# Start of Rows

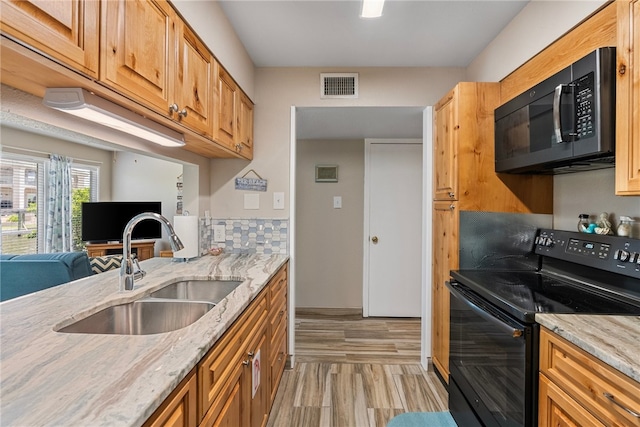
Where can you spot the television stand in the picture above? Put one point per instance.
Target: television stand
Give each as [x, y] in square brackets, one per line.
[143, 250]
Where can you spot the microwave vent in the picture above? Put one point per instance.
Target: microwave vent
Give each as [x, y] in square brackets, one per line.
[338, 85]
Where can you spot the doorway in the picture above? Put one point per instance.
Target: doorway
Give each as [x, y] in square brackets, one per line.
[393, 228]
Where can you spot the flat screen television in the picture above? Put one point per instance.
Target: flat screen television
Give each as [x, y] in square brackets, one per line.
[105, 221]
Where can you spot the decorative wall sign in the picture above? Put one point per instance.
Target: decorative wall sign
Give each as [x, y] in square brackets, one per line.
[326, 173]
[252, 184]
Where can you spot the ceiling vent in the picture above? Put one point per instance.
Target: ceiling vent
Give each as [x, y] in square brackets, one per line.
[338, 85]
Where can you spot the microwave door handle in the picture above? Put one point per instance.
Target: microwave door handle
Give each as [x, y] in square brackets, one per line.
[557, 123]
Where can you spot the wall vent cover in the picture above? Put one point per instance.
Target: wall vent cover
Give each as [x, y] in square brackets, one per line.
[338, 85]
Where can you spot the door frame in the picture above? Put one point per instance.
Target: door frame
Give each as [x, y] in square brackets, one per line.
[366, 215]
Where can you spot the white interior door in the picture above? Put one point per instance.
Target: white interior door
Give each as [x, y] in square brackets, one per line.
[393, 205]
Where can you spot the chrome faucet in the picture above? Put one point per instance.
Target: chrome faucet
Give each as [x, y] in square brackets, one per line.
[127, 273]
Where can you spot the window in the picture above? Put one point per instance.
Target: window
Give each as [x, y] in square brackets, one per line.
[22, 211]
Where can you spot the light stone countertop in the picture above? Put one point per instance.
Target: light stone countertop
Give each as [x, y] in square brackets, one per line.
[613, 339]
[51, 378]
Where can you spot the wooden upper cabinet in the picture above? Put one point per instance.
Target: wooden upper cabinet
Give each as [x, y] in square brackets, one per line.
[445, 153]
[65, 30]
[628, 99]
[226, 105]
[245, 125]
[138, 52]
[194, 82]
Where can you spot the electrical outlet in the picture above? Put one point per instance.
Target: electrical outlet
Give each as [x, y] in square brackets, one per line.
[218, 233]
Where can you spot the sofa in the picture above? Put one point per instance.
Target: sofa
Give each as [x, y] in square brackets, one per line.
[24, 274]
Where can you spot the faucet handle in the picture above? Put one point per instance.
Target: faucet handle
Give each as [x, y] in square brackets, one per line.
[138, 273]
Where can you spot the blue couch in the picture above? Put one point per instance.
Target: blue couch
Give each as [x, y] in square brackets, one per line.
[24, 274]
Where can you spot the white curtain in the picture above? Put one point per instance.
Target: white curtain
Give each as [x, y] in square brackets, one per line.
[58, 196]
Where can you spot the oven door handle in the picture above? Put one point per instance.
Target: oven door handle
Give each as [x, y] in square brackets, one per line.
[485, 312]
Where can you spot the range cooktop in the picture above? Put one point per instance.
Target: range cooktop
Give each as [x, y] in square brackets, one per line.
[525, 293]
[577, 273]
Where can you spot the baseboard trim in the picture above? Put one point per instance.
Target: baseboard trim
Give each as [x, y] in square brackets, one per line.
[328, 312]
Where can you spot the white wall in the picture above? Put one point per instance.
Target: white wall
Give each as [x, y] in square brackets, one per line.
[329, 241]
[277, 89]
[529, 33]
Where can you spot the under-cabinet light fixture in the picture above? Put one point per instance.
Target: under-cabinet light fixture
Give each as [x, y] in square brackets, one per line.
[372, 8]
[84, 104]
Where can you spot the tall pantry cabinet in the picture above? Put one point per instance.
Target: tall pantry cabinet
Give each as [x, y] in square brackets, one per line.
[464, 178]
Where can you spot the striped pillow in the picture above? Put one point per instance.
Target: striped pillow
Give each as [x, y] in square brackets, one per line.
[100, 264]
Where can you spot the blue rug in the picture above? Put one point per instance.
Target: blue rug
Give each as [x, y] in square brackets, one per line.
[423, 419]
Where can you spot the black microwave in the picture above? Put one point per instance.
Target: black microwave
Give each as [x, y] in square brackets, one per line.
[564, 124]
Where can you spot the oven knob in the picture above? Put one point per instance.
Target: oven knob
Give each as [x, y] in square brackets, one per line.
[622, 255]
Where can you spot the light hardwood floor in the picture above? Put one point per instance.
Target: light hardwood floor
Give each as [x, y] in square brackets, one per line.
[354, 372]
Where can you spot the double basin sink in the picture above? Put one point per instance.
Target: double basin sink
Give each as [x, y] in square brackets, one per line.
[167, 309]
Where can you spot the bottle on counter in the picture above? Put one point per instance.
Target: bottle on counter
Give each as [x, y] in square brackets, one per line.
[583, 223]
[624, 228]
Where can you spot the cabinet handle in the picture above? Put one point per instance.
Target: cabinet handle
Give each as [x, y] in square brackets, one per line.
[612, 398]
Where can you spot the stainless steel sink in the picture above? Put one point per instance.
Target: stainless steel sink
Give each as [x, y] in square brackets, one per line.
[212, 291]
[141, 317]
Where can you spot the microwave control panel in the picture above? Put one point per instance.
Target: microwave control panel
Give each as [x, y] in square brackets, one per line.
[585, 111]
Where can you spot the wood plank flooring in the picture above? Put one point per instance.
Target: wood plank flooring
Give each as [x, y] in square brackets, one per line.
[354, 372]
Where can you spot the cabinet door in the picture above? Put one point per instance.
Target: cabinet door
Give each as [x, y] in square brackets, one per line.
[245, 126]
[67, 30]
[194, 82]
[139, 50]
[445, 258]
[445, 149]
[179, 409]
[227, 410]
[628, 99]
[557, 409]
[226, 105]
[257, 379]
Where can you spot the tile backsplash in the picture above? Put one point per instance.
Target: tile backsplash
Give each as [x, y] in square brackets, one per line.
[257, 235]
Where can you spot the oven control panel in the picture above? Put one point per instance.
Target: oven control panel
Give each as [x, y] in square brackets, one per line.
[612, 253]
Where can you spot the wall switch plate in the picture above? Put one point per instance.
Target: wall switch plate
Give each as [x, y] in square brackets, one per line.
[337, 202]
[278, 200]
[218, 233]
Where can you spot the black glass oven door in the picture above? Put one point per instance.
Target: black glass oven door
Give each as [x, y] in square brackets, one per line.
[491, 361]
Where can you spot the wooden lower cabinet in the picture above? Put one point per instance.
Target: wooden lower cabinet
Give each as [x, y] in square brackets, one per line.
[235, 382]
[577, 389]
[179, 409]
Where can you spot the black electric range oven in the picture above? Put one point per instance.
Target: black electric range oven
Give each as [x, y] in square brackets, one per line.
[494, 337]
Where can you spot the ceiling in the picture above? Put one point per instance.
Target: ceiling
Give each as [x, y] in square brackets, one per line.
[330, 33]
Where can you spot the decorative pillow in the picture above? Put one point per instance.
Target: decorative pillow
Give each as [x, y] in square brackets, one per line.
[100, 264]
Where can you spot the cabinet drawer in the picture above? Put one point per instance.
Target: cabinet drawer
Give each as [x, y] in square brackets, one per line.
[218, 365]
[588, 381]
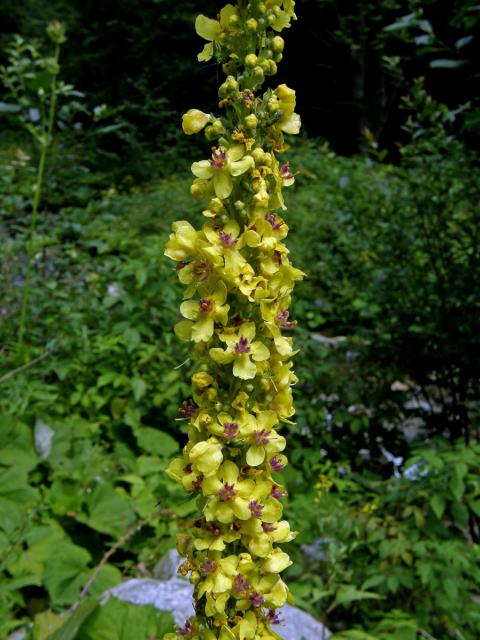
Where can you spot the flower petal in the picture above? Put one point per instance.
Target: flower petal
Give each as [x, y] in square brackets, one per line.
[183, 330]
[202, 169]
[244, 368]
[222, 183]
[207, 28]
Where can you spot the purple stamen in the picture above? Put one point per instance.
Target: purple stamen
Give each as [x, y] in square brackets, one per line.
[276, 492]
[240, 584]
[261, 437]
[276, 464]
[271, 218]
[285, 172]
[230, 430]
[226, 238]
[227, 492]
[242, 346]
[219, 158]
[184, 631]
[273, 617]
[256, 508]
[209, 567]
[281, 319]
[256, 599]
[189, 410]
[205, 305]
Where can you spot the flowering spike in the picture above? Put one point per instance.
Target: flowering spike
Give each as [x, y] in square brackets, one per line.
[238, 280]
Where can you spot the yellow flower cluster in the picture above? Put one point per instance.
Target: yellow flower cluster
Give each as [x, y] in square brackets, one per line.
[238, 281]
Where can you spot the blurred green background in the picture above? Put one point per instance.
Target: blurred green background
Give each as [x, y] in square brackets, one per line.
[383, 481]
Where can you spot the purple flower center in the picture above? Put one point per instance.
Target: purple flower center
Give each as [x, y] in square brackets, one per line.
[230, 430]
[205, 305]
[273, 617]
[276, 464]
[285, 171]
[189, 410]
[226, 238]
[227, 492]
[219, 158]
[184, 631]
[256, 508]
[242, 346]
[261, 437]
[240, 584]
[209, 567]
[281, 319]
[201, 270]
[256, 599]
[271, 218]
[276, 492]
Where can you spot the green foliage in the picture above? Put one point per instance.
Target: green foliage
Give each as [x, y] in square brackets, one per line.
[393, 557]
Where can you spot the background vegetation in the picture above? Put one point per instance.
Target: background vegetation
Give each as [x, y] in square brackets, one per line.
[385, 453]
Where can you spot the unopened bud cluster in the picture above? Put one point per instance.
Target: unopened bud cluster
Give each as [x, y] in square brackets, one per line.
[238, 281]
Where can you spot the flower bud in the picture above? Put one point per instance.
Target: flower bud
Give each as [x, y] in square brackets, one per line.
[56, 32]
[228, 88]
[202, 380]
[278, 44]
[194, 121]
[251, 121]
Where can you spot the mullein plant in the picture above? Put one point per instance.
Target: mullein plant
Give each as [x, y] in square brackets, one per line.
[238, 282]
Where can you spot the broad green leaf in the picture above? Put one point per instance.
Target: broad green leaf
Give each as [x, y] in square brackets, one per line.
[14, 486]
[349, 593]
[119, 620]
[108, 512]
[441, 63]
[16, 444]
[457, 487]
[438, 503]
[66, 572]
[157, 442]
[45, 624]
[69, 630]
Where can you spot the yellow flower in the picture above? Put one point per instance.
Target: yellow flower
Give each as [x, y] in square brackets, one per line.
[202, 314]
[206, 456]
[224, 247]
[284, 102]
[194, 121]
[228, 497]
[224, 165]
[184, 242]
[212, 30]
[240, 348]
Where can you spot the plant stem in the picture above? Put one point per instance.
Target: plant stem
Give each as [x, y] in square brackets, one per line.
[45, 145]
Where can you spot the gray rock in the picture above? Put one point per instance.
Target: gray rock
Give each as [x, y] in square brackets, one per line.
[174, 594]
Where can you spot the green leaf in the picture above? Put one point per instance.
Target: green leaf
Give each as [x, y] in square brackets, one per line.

# End of Rows
# Start of Rows

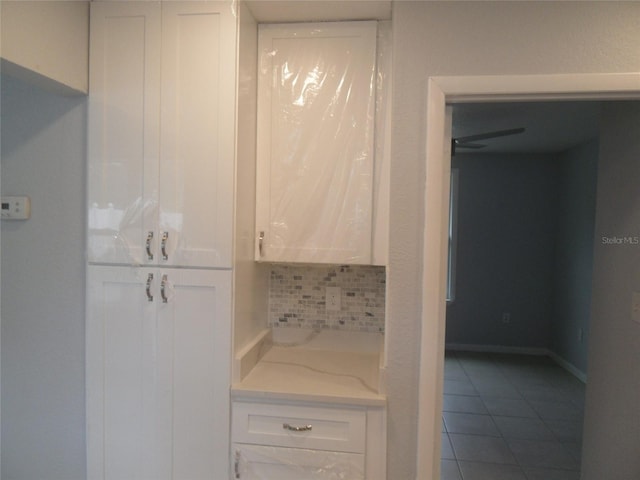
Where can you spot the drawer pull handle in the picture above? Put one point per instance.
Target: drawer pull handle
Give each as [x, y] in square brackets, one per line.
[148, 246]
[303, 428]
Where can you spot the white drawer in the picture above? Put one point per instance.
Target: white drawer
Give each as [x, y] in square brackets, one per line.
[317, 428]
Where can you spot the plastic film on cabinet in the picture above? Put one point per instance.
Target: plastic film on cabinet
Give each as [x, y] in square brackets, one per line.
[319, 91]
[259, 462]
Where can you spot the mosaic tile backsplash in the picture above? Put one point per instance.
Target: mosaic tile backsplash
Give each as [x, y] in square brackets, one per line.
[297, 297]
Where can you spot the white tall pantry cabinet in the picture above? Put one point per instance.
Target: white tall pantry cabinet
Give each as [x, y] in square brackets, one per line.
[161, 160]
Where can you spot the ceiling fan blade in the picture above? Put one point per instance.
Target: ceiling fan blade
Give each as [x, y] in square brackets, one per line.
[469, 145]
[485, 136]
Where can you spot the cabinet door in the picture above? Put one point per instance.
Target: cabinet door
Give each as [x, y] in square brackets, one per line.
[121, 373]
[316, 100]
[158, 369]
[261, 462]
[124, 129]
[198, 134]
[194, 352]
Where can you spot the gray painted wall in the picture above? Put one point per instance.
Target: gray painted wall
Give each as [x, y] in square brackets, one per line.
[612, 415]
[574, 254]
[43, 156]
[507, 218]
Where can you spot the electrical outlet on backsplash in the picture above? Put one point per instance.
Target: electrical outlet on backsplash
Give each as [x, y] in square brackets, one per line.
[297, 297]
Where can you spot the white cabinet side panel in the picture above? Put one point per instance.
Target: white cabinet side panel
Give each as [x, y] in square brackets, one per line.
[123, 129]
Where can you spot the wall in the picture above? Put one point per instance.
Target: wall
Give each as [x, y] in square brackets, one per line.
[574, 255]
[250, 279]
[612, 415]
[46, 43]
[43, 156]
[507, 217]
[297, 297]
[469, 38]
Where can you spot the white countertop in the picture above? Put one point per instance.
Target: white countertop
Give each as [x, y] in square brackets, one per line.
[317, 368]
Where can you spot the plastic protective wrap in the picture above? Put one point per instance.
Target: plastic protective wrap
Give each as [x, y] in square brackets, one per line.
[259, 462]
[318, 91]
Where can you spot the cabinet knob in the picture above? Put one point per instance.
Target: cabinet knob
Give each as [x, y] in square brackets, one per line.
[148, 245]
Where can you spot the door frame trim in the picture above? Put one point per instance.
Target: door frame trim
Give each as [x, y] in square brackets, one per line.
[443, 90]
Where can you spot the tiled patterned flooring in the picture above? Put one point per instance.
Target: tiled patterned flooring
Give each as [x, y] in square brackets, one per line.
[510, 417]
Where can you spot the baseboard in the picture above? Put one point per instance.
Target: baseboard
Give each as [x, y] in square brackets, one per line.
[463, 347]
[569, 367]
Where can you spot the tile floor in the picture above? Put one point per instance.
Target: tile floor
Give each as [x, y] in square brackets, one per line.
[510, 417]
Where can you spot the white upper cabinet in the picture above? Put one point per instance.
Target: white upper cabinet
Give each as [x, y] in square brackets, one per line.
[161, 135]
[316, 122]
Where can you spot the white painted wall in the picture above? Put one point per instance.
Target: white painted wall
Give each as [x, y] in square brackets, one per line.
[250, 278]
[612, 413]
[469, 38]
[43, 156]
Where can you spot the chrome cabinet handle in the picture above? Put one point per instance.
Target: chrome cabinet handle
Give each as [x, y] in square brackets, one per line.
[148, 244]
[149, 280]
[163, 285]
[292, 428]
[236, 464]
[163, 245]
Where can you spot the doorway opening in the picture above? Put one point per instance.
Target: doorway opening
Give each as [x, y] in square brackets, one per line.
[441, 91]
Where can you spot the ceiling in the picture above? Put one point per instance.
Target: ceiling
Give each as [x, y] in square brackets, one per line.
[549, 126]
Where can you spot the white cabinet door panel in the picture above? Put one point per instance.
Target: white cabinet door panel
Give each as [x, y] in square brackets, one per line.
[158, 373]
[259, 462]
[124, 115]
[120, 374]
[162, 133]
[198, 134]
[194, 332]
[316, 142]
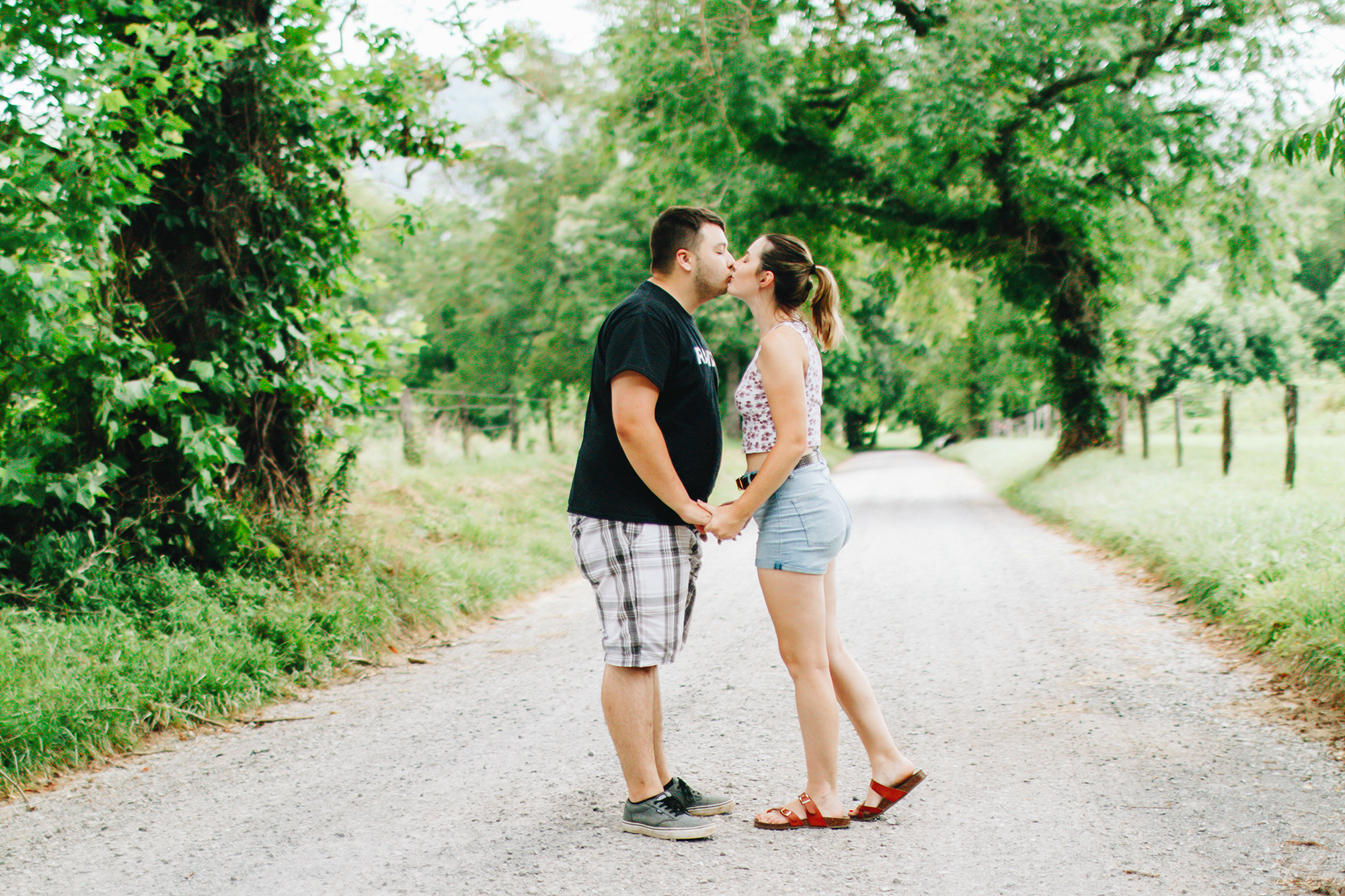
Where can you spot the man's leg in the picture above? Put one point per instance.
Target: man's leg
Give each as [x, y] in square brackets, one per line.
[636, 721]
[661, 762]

# End of Rows

Stated task: Show each line in the rows above that contains the word "knob".

Exercise solution:
Where can you spot the oven knob in the picture above? Put one point per instance.
Target: oven knob
Where can you spot the cabinet knob in the picture above? Put one point per instance.
Target: cabinet knob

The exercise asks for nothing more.